Locate every line below that contains the string "backpack" and copy each of those lines.

**** Provided entries ****

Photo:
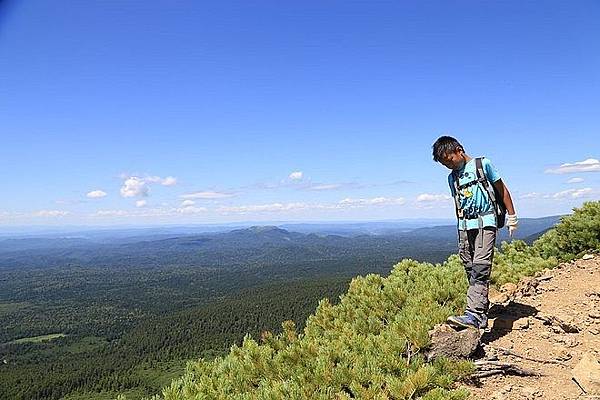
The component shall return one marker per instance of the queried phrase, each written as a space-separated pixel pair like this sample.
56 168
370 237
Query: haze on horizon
150 113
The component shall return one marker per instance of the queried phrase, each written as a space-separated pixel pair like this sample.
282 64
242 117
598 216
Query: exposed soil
553 319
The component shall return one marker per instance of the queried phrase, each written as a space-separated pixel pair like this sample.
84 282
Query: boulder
446 341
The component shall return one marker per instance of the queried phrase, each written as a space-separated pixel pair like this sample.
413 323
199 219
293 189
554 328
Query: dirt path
554 317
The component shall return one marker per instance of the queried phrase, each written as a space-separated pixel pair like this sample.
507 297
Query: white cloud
530 195
191 210
589 165
168 181
430 198
573 193
296 175
96 194
134 186
376 201
50 213
206 195
111 213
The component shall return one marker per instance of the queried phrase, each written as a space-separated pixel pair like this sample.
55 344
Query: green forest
369 344
85 320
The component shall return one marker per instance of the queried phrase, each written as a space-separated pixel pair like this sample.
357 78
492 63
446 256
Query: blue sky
204 112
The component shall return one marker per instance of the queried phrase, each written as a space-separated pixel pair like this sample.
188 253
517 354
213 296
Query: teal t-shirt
474 199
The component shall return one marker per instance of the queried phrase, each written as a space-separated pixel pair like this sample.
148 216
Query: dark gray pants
476 251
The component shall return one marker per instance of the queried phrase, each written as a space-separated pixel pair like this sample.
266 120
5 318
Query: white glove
511 223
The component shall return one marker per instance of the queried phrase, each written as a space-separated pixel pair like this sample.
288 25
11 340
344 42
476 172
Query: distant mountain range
254 245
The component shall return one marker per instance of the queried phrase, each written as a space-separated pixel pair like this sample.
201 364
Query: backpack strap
482 178
459 211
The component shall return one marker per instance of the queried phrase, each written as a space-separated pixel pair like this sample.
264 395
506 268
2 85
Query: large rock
587 374
446 341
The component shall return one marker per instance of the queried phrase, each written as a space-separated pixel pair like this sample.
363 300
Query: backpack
499 209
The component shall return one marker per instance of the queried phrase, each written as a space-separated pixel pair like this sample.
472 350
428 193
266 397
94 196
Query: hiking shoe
464 321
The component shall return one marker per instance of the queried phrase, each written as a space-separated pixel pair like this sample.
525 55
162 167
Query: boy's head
449 152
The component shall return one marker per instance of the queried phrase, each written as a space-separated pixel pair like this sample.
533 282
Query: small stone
497 297
509 288
587 374
521 323
545 335
562 354
530 392
569 341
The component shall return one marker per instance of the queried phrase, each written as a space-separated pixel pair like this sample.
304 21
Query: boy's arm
505 194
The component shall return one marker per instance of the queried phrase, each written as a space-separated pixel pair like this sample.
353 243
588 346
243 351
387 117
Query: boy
477 223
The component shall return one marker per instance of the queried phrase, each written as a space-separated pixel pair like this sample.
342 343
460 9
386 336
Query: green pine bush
369 345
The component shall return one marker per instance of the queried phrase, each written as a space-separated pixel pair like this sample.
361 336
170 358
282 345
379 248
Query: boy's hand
511 223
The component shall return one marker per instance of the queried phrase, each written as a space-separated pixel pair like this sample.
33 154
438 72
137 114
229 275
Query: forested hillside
369 345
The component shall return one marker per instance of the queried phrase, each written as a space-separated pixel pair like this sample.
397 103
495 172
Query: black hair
445 144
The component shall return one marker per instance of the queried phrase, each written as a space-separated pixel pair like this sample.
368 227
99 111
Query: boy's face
453 160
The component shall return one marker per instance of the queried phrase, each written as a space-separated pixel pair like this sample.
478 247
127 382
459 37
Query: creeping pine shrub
368 346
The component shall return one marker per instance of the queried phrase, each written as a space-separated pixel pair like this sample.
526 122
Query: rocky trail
544 339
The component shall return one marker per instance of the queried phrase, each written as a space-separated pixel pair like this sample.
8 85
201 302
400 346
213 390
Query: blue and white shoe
464 321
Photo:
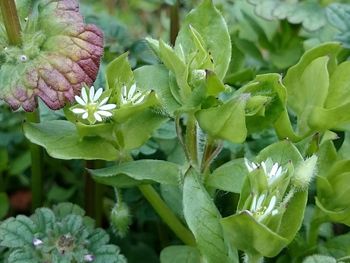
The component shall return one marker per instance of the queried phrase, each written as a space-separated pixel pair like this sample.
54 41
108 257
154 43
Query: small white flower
258 208
133 95
37 242
273 171
89 258
91 108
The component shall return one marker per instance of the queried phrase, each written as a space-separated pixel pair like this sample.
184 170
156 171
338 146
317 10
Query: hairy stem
174 22
37 166
167 215
11 21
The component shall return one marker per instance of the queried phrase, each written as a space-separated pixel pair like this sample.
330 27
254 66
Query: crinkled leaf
339 17
228 177
175 254
211 26
59 53
17 232
226 121
309 13
142 170
203 219
61 140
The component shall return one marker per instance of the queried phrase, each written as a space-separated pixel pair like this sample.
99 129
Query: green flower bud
120 219
304 173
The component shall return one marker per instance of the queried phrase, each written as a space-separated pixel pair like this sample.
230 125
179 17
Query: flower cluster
91 108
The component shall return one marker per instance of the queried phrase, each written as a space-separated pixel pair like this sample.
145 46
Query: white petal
247 164
131 91
84 95
274 169
253 205
107 107
80 100
260 201
263 165
105 113
78 111
139 100
98 94
97 116
271 205
124 92
92 94
104 101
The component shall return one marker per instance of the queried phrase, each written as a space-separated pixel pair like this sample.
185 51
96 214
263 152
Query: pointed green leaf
203 219
142 170
211 26
61 140
175 254
226 121
228 177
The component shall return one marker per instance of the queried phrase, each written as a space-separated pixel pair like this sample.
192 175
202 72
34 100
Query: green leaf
211 26
203 219
175 254
136 130
156 77
228 177
308 13
319 258
307 82
226 121
61 140
4 204
281 152
272 94
119 73
338 16
17 232
245 233
141 170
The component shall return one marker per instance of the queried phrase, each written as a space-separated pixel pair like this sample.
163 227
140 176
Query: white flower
133 95
89 258
273 171
93 109
258 208
37 242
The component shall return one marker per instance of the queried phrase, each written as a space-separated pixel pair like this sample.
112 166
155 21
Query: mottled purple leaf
59 53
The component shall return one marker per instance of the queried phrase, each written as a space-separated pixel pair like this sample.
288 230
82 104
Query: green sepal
226 121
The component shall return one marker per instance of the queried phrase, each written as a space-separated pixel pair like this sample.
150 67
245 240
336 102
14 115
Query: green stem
11 21
191 140
93 194
174 22
253 258
37 168
167 215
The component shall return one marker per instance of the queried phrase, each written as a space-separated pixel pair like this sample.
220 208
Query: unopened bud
304 173
120 218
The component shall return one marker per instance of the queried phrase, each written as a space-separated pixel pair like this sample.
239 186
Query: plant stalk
37 165
174 22
11 21
167 215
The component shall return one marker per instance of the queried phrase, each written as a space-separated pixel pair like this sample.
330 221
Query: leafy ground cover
174 131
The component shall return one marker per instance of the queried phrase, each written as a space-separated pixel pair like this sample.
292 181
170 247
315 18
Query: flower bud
304 173
120 218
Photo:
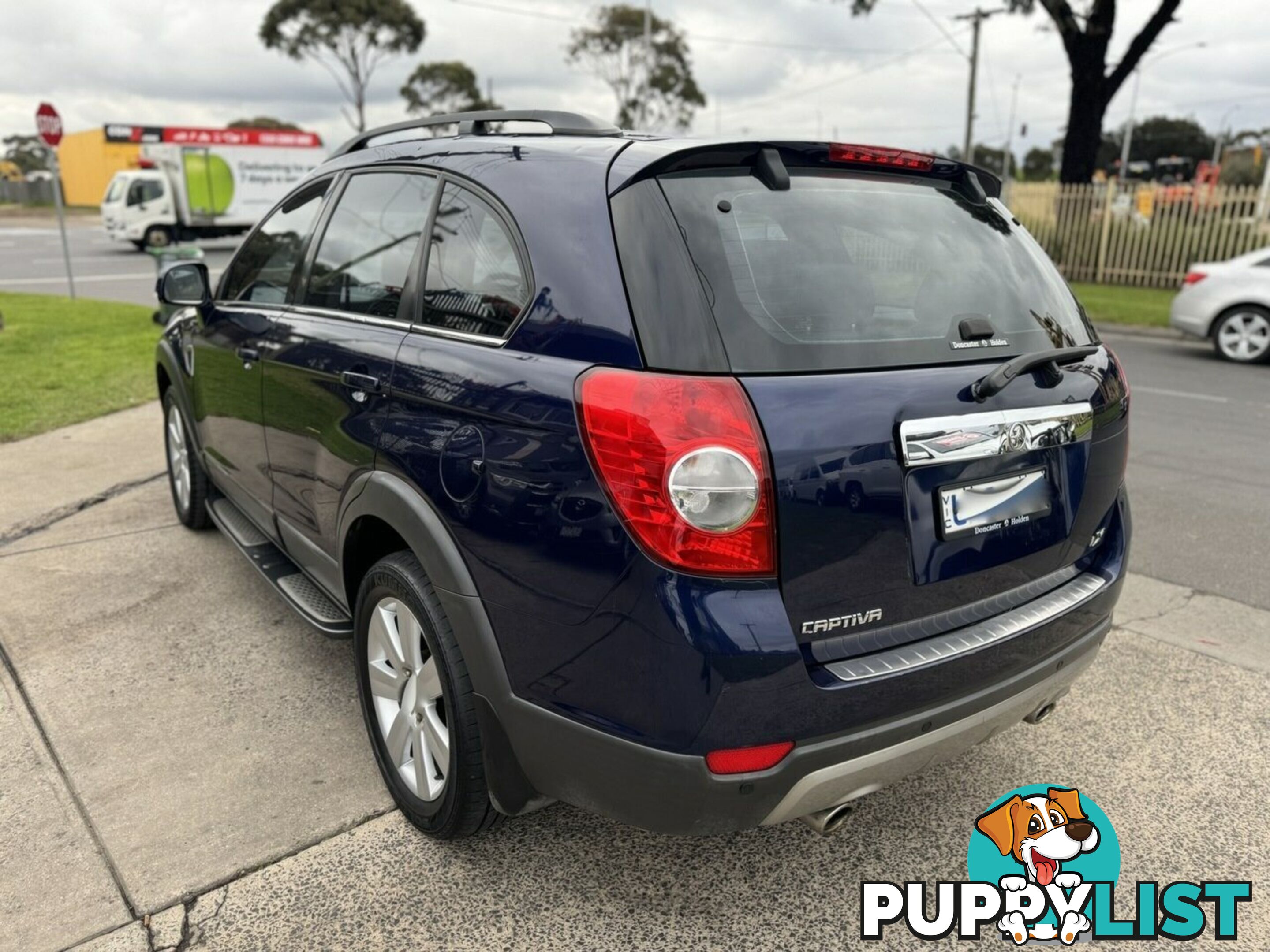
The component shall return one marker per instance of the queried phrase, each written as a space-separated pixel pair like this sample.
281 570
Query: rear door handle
361 384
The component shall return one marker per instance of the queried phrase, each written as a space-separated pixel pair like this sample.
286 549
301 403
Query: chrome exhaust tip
826 822
1042 713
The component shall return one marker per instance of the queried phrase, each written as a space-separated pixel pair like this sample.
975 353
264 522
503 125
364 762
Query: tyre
418 703
855 498
1243 334
186 476
158 237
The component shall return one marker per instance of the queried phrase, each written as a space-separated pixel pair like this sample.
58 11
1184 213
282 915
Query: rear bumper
1191 315
675 794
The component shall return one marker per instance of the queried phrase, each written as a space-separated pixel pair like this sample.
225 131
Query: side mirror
185 286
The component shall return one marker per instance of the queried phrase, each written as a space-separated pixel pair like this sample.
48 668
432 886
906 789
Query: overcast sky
788 68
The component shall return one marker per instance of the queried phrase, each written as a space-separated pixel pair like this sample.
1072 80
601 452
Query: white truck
205 183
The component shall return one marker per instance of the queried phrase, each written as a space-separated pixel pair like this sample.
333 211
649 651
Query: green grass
67 361
1108 304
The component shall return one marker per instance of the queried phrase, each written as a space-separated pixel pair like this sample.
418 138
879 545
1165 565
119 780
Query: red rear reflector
878 155
637 426
748 759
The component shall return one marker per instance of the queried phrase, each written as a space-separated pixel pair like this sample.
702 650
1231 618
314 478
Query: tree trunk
1084 127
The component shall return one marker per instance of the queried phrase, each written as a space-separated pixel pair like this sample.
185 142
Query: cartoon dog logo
1042 833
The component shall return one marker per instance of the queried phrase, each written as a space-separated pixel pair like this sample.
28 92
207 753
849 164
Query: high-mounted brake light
879 155
748 759
684 461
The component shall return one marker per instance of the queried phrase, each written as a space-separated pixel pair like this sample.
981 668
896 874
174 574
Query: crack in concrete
52 517
188 938
82 809
1187 599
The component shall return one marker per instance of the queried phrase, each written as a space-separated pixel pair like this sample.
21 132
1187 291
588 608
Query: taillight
748 759
685 465
879 155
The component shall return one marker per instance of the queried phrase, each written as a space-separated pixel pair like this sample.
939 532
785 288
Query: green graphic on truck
209 182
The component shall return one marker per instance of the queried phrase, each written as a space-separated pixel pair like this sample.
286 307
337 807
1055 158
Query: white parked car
1230 304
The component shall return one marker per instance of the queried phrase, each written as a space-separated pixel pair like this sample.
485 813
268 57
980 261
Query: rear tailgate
859 306
878 554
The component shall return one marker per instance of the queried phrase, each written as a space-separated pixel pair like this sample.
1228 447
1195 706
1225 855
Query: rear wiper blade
1046 361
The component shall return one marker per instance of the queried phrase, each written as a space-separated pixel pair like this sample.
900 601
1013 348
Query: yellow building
90 160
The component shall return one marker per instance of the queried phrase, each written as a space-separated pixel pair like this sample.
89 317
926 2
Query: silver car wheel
408 700
1245 337
178 459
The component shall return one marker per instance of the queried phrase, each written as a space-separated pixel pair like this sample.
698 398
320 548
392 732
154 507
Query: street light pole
1133 100
1221 135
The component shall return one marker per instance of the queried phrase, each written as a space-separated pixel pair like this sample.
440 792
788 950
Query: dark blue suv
702 484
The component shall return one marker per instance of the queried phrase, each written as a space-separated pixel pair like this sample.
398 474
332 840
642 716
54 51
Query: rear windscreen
846 272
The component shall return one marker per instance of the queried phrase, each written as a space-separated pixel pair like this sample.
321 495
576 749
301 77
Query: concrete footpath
183 765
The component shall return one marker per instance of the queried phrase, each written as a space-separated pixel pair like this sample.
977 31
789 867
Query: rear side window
266 264
845 272
475 283
366 250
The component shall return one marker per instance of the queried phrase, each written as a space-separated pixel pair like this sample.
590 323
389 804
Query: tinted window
365 254
265 266
475 283
845 272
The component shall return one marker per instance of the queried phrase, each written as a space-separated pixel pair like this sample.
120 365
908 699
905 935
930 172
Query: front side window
266 264
366 252
475 283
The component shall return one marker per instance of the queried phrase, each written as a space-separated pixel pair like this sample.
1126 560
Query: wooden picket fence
1142 234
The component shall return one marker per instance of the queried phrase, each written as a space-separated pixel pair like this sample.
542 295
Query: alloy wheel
408 699
1245 337
178 459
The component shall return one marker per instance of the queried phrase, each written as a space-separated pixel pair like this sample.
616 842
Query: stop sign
49 125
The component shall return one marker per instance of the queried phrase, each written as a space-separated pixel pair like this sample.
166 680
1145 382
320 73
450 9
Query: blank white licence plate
985 508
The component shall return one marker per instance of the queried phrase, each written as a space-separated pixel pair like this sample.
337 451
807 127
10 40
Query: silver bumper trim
941 648
850 780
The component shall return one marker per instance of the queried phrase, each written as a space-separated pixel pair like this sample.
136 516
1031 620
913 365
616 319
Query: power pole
977 19
1127 140
1008 159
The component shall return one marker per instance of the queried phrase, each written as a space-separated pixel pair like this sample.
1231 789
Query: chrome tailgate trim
948 439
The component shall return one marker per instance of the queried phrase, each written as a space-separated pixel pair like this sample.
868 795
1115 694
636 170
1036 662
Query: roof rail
477 123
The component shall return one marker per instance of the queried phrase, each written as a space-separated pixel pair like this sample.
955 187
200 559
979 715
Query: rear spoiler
771 160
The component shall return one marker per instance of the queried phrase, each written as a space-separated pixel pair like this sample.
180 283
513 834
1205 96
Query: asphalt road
1199 468
31 260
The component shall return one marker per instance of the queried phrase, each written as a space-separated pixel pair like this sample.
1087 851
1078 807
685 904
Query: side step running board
298 589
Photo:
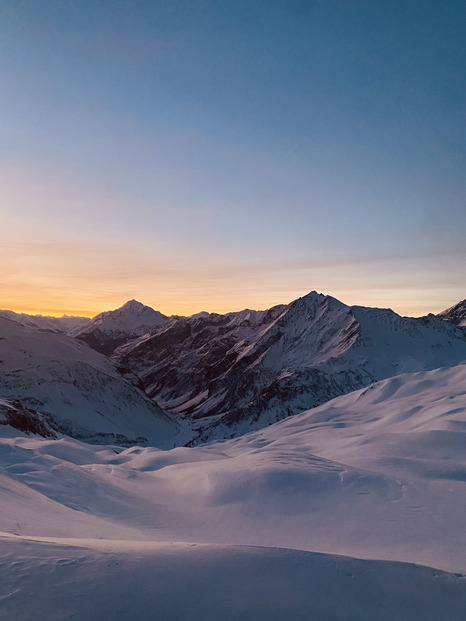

****

[Exercise solution]
Query: backpack strap
Query: backpack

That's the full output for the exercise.